*** Excerpted text Section Begins ***

What great ideas. As a man it really gives me a way to see into a woman’s mind, and imagine how to use creative ways to guide the interactions toward the flow, needs, and desires of the woman. Thank you.
I have quite a conflict, though, with this one point, out of many great insights:
“We share the chores, and I’m shameless about trading sexual favors for work—as in, ‘I’ll trade you five minutes of fellatio for cleaning up the kitchen.’ Or I’ll masturbate him if he promises to change the cat litter all week. Sometimes I get so excited doing it to him that it leads to the sex he wanted in the first place. It’s a win-win situation.” When sex is a bargaining chip, a slippery slope into games and profit motives follows. Some women take your stance to extremes. I find it degrading to think a woman would manipulate me with sex. I’ve experienced it. I was done with that fast. It leads to resentment and worse, and for those men with suppressed rage, common from male socialization, contributes to an environment conducive to sexual predators. Not victim-blaming, just sharing data. No doubt why you’d feel like that when he wants sex before the chores are done and the housework is not shared, though.

*** Excerpted text Section Ends ***

- **Work instructions**
A - From the comment, extract the passage starting with "What great ideas." and going on through "woman. Thank you.".
B - Answer these questions on the comment:
(i) What does the commenter say the ideas give a way to see into?
(ii) What does the commenter say follows when sex is a bargaining chip?
(iii) What does the commenter find degrading to think?

*** Extracted information Section Begins ***

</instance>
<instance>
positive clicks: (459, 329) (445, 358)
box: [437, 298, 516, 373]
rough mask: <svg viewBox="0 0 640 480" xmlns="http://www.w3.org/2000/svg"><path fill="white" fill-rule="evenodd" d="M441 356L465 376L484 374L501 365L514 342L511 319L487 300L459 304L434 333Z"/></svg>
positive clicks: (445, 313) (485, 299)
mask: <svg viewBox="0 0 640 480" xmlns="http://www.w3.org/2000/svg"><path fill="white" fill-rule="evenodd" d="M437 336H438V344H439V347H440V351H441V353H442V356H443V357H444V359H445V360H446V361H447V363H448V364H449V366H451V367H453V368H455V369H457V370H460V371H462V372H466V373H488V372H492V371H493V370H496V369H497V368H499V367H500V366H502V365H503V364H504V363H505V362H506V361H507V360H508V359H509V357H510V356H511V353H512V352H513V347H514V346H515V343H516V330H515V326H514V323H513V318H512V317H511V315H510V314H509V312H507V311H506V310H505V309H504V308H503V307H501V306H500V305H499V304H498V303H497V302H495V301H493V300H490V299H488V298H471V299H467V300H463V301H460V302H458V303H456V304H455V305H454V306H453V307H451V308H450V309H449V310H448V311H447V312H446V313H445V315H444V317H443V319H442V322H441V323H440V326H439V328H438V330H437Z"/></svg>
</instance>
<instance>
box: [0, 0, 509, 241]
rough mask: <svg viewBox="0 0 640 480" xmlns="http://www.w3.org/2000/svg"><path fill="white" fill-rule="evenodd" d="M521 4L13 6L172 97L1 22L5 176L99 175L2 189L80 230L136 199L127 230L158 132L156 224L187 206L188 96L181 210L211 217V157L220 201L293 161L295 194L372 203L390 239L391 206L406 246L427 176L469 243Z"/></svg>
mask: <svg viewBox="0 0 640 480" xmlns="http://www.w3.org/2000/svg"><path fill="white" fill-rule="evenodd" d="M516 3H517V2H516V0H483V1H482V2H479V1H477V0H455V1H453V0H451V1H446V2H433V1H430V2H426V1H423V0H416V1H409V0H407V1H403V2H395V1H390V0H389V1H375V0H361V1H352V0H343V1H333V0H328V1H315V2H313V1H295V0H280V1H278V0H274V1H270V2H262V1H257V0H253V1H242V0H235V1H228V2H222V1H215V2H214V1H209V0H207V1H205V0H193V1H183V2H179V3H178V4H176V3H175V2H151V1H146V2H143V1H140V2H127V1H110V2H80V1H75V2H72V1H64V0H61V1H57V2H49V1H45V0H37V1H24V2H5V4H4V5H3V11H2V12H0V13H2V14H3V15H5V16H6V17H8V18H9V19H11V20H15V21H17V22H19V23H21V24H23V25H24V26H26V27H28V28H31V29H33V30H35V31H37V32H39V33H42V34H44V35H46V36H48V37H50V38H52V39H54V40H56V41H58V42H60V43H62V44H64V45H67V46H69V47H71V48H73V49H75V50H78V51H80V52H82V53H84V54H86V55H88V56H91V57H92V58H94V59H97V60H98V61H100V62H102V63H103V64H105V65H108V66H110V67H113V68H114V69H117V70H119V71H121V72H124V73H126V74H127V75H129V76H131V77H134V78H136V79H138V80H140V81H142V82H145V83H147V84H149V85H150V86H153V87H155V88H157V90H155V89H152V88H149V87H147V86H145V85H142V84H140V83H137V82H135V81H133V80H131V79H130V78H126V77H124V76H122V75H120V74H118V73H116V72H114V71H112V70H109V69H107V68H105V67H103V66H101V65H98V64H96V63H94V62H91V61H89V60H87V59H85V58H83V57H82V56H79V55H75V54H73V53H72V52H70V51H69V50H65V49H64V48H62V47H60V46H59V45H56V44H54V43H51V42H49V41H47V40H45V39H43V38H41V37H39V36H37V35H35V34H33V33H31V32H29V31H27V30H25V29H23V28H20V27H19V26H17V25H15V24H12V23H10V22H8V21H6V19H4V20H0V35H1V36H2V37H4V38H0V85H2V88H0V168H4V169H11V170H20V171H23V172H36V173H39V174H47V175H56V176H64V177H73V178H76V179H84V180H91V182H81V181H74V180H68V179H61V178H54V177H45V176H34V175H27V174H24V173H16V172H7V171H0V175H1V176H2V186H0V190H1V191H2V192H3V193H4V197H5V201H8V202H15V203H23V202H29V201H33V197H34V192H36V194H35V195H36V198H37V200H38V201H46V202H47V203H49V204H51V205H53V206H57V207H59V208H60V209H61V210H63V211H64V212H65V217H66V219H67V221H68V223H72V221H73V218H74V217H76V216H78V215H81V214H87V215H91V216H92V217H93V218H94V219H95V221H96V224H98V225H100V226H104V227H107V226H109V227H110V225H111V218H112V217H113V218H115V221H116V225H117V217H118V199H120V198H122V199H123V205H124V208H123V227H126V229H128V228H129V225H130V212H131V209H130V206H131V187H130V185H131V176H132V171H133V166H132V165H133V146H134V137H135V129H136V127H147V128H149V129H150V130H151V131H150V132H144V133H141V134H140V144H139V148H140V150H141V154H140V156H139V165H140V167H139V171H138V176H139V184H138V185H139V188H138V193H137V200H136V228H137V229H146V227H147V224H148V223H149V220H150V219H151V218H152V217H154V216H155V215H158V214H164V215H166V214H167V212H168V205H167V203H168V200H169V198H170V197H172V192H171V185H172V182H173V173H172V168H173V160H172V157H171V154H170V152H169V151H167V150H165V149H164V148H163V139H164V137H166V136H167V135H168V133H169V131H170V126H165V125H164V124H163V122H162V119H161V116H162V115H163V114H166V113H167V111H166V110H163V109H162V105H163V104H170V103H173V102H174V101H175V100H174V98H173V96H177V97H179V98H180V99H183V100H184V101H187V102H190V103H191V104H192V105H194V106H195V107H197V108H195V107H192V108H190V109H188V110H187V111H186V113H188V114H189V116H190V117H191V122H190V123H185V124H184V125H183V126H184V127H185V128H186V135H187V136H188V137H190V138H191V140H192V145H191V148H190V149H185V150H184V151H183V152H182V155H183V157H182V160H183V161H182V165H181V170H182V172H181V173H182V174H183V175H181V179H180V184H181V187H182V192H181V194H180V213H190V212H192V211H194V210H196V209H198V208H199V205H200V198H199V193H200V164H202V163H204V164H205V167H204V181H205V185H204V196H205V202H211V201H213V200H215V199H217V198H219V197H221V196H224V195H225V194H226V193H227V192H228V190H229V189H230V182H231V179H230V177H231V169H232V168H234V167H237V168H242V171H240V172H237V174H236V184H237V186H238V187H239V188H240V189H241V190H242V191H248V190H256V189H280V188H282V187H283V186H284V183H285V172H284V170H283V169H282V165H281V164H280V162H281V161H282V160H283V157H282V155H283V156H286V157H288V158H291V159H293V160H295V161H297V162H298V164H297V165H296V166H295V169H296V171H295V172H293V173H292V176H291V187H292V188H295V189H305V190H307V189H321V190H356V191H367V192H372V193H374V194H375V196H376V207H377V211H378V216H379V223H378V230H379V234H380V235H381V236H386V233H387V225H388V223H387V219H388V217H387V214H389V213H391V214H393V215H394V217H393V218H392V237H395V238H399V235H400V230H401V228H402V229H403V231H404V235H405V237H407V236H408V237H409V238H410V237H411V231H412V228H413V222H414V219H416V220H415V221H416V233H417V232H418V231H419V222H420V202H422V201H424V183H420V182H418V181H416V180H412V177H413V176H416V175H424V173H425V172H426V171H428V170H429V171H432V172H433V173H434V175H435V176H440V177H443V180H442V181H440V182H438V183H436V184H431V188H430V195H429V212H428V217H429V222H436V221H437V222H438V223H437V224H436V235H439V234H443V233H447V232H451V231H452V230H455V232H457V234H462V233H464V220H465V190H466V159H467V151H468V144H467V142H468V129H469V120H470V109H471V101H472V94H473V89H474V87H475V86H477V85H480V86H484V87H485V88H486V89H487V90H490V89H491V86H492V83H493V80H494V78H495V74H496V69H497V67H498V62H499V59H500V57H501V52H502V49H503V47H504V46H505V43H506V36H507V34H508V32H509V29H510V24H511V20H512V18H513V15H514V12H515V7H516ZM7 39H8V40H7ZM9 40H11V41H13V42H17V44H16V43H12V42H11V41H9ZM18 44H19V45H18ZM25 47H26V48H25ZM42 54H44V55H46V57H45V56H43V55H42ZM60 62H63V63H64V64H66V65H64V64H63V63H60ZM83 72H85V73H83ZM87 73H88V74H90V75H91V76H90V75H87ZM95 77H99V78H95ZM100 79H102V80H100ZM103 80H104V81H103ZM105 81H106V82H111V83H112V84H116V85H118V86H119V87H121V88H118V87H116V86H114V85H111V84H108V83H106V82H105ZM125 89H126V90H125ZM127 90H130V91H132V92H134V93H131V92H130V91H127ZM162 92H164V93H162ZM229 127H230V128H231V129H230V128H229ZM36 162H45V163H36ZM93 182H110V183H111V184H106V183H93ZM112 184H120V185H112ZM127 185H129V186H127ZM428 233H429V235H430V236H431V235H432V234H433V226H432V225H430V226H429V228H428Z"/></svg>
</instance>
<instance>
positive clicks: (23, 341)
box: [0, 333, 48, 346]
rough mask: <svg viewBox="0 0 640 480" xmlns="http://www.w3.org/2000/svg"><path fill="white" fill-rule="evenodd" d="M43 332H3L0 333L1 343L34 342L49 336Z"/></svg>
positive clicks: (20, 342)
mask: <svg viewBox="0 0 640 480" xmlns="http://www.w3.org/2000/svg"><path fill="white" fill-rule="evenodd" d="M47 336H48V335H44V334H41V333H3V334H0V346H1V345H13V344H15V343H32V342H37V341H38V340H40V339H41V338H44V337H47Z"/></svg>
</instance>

*** Extracted information Section Ends ***

- **Replies**
A -
What great ideas. As a man it really gives me a way to see into a woman’s mind, and imagine how to use creative ways to guide the interactions toward the flow, needs, and desires of the woman. Thank you.

B -
(i) A woman's mind.
(ii) A slippery slope into games and profit motives.
(iii) That a woman would manipulate the commenter with sex.